--- The problem ---
Can you rewrite the listing below with every "single dot" changed to "single point" and nothing else altered? Leave the pictures out.

======== Raw data ========

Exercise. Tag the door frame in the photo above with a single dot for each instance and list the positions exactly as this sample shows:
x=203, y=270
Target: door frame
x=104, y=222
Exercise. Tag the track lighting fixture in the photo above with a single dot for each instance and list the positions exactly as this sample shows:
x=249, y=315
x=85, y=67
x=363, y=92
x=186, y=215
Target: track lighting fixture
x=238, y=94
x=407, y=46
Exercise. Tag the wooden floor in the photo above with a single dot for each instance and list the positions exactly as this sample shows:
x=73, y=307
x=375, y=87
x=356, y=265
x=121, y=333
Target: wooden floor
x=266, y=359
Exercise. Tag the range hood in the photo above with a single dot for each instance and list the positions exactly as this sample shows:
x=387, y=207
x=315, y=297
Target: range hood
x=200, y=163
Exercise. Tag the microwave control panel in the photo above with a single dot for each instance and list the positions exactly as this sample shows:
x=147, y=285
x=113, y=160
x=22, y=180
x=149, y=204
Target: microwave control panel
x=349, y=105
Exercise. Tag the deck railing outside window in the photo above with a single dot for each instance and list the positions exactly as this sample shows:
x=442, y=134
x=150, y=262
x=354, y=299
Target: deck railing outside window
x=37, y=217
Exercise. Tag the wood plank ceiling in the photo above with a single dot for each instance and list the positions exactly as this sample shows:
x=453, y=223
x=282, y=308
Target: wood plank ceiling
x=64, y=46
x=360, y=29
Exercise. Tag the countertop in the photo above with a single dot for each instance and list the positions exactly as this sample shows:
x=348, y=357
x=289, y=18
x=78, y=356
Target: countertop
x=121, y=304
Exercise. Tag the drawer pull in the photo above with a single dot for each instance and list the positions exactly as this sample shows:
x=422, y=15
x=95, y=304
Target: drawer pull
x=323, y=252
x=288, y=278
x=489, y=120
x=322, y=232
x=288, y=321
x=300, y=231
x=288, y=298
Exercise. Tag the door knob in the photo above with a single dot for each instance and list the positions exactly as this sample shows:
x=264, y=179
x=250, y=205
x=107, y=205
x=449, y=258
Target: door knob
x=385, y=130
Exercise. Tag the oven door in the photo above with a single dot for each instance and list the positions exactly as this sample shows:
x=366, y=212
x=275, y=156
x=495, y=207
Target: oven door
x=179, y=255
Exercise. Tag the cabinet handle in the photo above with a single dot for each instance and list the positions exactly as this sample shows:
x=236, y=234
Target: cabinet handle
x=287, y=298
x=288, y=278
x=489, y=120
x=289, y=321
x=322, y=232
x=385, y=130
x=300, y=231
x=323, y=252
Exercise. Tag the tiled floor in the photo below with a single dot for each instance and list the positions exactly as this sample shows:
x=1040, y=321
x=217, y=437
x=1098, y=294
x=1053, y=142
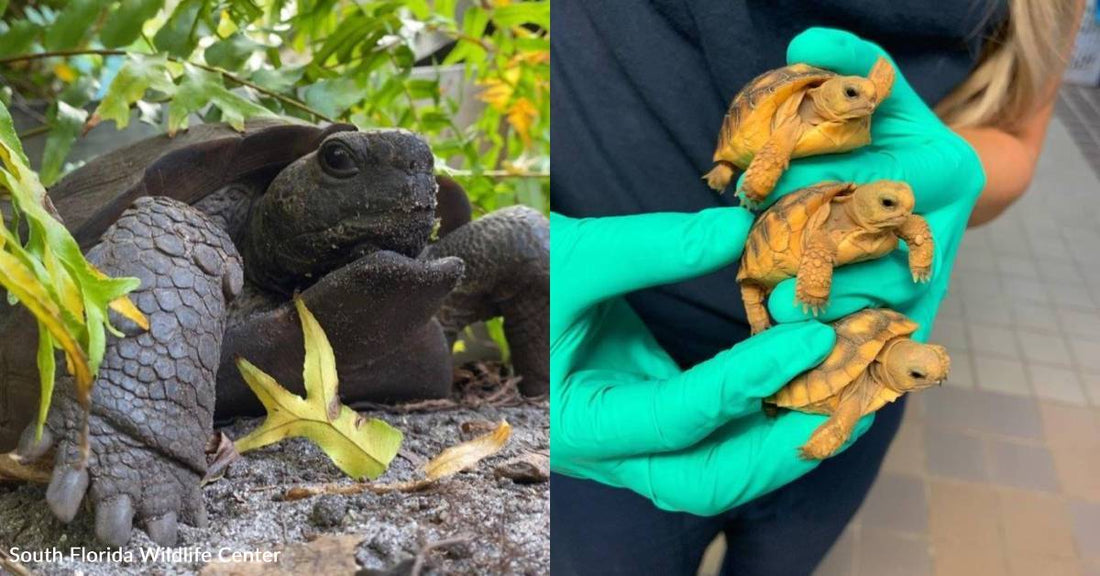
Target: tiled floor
x=999, y=471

========

--- Written solution ---
Exercise. Tag the door frame in the photo above with a single point for each instance and list the positions exactly as this sample shows:
x=203, y=270
Target: door frame
x=104, y=222
Exercise. Tag the track lighting fixture in the photo above with a single point for each instance and list the positions exactly as this sample shows:
x=249, y=315
x=85, y=67
x=363, y=92
x=186, y=215
Target: track lighting fixture
x=238, y=94
x=407, y=46
Exercise. Tag the wooden floor in the photo above with a single point for each instance and list the positions exactly as this sample shows:
x=73, y=307
x=375, y=87
x=356, y=265
x=121, y=333
Target: wooden floor
x=266, y=359
Exercise. Tag the range hood in the photo above with a single point for each instance and list the positions exactly as this sample shows:
x=387, y=207
x=315, y=297
Target: range hood
x=200, y=163
Exercise. Tag the microwave control panel in the photo above with a single point for each instance and list the positions exactly as this sample shows:
x=147, y=285
x=113, y=160
x=22, y=180
x=149, y=204
Target: microwave control panel
x=349, y=105
Exercise. Tag the deck railing outside window in the photo above with a single point for each instance and list the positions exactly as this sample shows:
x=442, y=134
x=150, y=262
x=354, y=299
Target: deck railing outside window
x=37, y=217
Exercise. Tag the wood plank ceiling in the photo above with a single point for each instance and list the positions exactly as this sample shows:
x=453, y=223
x=282, y=308
Target: wood plank ceiling
x=64, y=46
x=360, y=29
Exercise. Tag the countertop in the photo above with a single point for each instance and list the positions exactly as this sample shows:
x=348, y=357
x=289, y=18
x=78, y=356
Target: countertop
x=121, y=304
Exercise. Tag the drawer pull in the photo above with a single point for each instance and list the positions exactly as this sample shows:
x=422, y=15
x=95, y=304
Target: drawer pull
x=323, y=252
x=288, y=278
x=489, y=120
x=322, y=232
x=288, y=321
x=300, y=231
x=288, y=298
Exercise. Tag the door knob in the photo above with a single point for each instance and list the positions exactly as this sample shows:
x=264, y=179
x=250, y=205
x=107, y=205
x=449, y=258
Target: door knob
x=385, y=130
Exercise. Tag the oven door in the photo above with a single point for each instance and list the positions exactly as this sample shows:
x=366, y=212
x=275, y=156
x=495, y=207
Target: oven door
x=179, y=255
Exercise. Tag the cabinet handle in the photo above with a single point for each instance and list the positions exactly as this sample shows:
x=236, y=234
Target: cabinet handle
x=287, y=298
x=288, y=278
x=489, y=120
x=289, y=321
x=322, y=232
x=385, y=130
x=300, y=231
x=323, y=252
Exercise. Tag the tiled floor in the photo below with a single point for each instance and list the positions exactly as this sample shows:
x=1040, y=321
x=217, y=437
x=1098, y=294
x=1053, y=142
Target: tiled floor
x=999, y=471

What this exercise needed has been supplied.